_Task goal:_
The span to repeat in the listing below runs from the line containing "32, row 382." to the line containing "349, row 39.", inclusive. Repeat it exactly, and only it.

(Exercise data begins)

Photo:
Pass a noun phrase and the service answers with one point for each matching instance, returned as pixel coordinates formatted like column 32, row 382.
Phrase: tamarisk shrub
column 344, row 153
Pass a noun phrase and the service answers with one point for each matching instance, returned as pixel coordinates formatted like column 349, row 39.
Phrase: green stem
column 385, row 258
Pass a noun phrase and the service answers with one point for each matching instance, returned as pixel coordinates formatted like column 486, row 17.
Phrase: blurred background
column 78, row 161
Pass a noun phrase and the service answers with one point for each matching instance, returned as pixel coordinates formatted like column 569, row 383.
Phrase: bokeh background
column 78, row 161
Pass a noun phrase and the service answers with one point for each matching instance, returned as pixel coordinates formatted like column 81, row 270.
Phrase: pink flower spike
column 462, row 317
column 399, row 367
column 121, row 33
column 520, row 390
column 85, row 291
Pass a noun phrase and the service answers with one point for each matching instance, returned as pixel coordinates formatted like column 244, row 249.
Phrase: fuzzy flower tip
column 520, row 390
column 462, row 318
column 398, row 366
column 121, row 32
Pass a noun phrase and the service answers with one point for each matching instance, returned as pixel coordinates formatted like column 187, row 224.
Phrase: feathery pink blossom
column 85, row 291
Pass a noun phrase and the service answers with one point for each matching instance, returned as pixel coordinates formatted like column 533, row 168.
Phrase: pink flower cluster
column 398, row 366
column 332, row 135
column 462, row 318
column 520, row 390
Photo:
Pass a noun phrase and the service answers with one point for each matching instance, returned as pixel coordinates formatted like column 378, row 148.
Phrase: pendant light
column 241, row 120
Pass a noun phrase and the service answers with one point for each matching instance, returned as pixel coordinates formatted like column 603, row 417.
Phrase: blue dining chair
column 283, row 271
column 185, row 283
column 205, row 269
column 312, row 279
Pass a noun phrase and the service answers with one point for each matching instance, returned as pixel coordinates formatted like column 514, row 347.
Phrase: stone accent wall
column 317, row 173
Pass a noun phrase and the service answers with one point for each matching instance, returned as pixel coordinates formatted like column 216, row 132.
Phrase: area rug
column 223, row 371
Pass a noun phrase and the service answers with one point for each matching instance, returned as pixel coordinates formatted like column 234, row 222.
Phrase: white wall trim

(Exercise data ends)

_Exercise answer:_
Pass a noun phrase and the service answers with one point for each matching instance, returned as pixel coordinates formatted like column 32, row 382.
Phrase: tamarisk shrub
column 344, row 153
Pass a noun phrase and the service answers with one point for each matching instance, returned as pixel coordinates formatted like column 349, row 39.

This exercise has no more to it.